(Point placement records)
►

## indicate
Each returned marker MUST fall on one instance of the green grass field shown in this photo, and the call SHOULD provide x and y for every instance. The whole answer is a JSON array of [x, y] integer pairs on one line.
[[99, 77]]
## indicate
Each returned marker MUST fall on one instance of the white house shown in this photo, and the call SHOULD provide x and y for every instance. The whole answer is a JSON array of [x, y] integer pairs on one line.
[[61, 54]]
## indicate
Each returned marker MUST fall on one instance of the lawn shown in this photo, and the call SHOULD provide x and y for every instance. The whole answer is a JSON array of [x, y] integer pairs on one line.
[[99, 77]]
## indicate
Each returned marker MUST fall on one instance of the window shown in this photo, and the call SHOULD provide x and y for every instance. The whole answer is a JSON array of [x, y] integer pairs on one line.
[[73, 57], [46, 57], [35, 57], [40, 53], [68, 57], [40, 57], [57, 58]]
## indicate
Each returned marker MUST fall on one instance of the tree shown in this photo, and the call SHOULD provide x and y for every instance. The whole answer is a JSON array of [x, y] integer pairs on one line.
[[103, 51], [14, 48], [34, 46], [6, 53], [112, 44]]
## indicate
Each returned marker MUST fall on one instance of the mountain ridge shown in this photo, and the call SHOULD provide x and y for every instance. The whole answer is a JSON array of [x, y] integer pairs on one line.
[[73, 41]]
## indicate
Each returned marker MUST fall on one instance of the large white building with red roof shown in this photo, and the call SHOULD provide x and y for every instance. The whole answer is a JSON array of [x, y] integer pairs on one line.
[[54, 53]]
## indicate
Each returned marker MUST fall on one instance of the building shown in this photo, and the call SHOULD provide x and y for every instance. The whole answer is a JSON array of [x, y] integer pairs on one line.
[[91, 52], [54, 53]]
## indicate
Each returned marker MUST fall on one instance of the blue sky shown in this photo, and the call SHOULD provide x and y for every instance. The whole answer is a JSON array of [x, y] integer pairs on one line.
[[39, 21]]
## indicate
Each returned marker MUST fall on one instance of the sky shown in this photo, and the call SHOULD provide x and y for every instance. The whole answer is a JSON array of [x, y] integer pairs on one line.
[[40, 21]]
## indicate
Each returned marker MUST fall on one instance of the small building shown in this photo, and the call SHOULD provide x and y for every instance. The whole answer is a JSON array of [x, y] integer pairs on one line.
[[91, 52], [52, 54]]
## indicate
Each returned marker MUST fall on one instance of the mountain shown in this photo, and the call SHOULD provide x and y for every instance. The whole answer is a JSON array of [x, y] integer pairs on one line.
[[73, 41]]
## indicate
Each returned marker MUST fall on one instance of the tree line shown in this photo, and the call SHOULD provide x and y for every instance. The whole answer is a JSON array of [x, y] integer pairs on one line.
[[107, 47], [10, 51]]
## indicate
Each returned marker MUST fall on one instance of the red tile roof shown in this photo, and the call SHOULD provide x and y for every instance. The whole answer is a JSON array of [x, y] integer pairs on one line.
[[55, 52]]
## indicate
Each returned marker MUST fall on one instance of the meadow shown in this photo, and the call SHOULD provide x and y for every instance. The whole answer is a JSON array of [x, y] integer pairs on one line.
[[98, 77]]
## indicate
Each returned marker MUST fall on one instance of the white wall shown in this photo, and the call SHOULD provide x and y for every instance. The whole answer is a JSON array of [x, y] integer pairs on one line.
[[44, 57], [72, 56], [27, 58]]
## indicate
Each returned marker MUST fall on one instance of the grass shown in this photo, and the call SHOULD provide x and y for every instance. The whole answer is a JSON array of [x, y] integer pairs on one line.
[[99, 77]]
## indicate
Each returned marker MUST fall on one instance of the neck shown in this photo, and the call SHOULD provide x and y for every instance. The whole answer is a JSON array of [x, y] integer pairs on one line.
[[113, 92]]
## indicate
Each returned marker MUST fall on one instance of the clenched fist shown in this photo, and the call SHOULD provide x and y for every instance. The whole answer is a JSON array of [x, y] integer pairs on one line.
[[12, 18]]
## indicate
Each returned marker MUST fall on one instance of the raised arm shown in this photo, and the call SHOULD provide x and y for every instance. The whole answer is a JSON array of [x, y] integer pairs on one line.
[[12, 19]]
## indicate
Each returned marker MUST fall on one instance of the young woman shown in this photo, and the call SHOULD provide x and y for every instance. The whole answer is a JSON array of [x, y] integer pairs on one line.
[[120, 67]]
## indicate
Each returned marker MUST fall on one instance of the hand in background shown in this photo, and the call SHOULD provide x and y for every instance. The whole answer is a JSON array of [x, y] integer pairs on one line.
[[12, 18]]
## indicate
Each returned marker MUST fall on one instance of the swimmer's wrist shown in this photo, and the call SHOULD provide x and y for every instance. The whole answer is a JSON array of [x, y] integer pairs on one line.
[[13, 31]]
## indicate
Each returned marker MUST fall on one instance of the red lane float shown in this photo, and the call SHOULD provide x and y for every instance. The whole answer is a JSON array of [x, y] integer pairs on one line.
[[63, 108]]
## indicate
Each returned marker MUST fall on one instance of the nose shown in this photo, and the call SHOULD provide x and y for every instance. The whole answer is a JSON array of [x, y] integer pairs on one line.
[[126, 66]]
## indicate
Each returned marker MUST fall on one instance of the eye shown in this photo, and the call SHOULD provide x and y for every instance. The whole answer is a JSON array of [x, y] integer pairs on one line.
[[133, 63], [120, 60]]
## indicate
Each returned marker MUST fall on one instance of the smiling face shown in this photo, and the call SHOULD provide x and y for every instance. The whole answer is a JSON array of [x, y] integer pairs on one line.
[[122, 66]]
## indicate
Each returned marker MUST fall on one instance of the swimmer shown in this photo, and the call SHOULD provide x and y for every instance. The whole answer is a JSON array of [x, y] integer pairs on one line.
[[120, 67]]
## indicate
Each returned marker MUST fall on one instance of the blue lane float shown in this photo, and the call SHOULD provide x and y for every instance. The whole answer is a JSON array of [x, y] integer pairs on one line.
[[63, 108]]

◄

■ Goal
Reproduce the data shown above exactly.

■ Full output
## indicate
Each returned marker MUST fall on one instance of the green grass field shown in this photo, and the call SHOULD provide x and y for every instance. The whole answer is a JSON array of [x, y] integer pairs on one line.
[[99, 77]]
## indicate
Each returned marker MUST fall on one instance of the white house shown in this photo, and the call SHOULD provide x and y for every instance. The whole answer is a JSON array of [x, y] integer pairs on one line.
[[61, 54]]
## indicate
Each returned marker MUST fall on one instance of the lawn shown in this photo, and the call SHOULD provide x and y for every instance. The whole answer is a JSON array of [x, y] integer pairs on one line.
[[99, 77]]
## indicate
Each returned marker MUST fall on one instance of the window shown in this photo, and the call SHOULD provide x and y for every instance. The whole answer is a JSON array of [x, y] integer pairs on one line.
[[73, 57], [46, 57], [35, 57], [40, 53], [68, 57], [40, 57], [57, 58]]
## indicate
Each returned marker MUST fall on one instance of the tree shown in this photo, and the call SHOULD provide x and y for every instance. The whole answer is a JSON array of [x, y] integer pairs on one line.
[[103, 51], [14, 48], [34, 46], [6, 53], [112, 44]]
## indicate
Each returned marker MUST fall on one instance of the mountain ridge shown in this photo, and the call SHOULD provide x and y for every instance. The whole answer is a JSON array of [x, y] integer pairs on one line.
[[73, 41]]
## indicate
Each returned marker MUST fall on one instance of the large white building with red roof shown in this photo, and the call SHOULD provide x and y for every instance. The whole answer is a JSON array of [x, y] integer pairs on one line.
[[54, 53]]
## indicate
Each returned marker MUST fall on one instance of the building shown in this photo, and the call SHOULD provide x and y for every instance. The whole answer is a JSON array of [x, y] integer pairs on one line.
[[91, 52], [54, 53]]
## indicate
Each returned marker MUST fall on one instance of the blue sky shown in this photo, and the call SHOULD provide x and y for every instance. The whole answer is a JSON array of [x, y] integer pairs on one line.
[[39, 21]]
## indicate
Each returned marker MUST fall on one instance of the sky shown in this photo, and the call SHOULD provide x and y for every instance. The whole answer is a JSON array of [x, y] integer pairs on one line.
[[40, 21]]
## indicate
Each returned marker MUST fall on one instance of the small building shown in this photo, and the call SHOULD provide x and y for every instance. The whole answer is a JSON array of [x, y] integer pairs on one line.
[[91, 52], [52, 54]]
## indicate
Each returned marker MUST fall on one instance of the mountain shown in this photo, and the call SHOULD provide x and y for every instance. The whole answer is a JSON array of [x, y] integer pairs on one line.
[[73, 41]]
## indicate
Each returned marker MUST fall on one instance of the tree line shown in this photo, and the call SHOULD provide x and y for every instance. The whole answer is a JSON array of [x, y] integer pairs on one line.
[[107, 47], [10, 51]]
## indicate
Each returned marker MUST fall on one instance of the red tile roof shown in this photo, and the call SHOULD provide x and y for every instance. The whole answer is a JSON array of [x, y] integer pairs on one line.
[[55, 52]]
## indicate
Each returned marker MUST fall on one instance of the meadow shown in this photo, and the call SHOULD provide x and y for every instance. The whole answer is a JSON array of [x, y] integer pairs on one line.
[[98, 77]]
## indicate
Each returned marker MUST fall on one instance of the white wall shown in this photo, and the call SHOULD provide x and y for every instance. The whole answer is a JSON array of [x, y] integer pairs on one line.
[[44, 57], [72, 56], [27, 58]]
## indicate
Each returned marker MUST fall on one instance of the grass shown in this photo, and the call SHOULD provide x and y for every instance. The whole answer is a JSON array of [x, y] integer pairs on one line.
[[99, 77]]
## indicate
Each returned marker MUST fall on one instance of the neck shown in this photo, and the call SHOULD provide x and y for every instance. The whole answer is a JSON array of [x, y] integer pairs on one line.
[[113, 92]]
## indicate
Each returned marker MUST fall on one instance of the clenched fist shown in this photo, and the call SHOULD provide x and y for every instance. The whole answer is a JSON array of [x, y] integer pairs on one line.
[[12, 18]]
## indicate
Each returned marker MUST fall on one instance of the raised arm shown in this photo, and the call SHOULD provide x and y for every instance. The whole answer is a JSON array of [x, y] integer pairs on one line.
[[12, 19]]
## indicate
Each returned marker MUST fall on one instance of the young woman shown in this photo, and the call SHOULD provide x and y for every instance. The whole answer is a JSON array of [x, y] integer pairs on one line.
[[120, 67]]
## indicate
Each returned marker MUST fall on one instance of the hand in background shown in this photo, and the call SHOULD provide x and y for every instance. The whole answer is a JSON array of [x, y] integer pairs on one line.
[[12, 18]]
## indicate
Each returned marker MUST fall on one instance of the swimmer's wrist shown in this photo, and the call SHOULD provide x and y for every instance. The whole answer is a JSON array of [x, y] integer pairs on one line.
[[13, 31]]
## indicate
Each returned marker MUST fall on one instance of the red lane float shown in this photo, and the call SHOULD provide x and y for every instance. The whole answer is a JSON array of [x, y] integer pairs on one line.
[[63, 108]]
## indicate
Each returned marker MUST fall on one instance of the nose shown in this photo, and the call SHOULD provide x and y for every instance. The whole answer is a JSON array of [x, y] integer pairs on one line.
[[126, 66]]
## indicate
Each returned marker MUST fall on one instance of the eye shown in this photo, and the call SHOULD provide x and y for every instance. The whole answer is a JSON array of [x, y] integer pairs on one line.
[[133, 63], [120, 60]]
## indicate
Each returned marker MUST fall on one instance of the smiling face shown in this photo, and the call SHOULD provide x and y for every instance. The whole answer is a JSON array of [x, y] integer pairs on one line.
[[122, 66]]
## indicate
Each returned marker MUST fall on one instance of the swimmer shown in this photo, and the call SHOULD provide x and y for every instance. The whole answer is a JSON array of [x, y] integer pairs on one line.
[[120, 67]]
## indicate
Each returned marker MUST fall on one instance of the blue lane float shown in this photo, and the call SHOULD provide x and y for every instance. The whole answer is a JSON array of [x, y] integer pairs on one line.
[[63, 108]]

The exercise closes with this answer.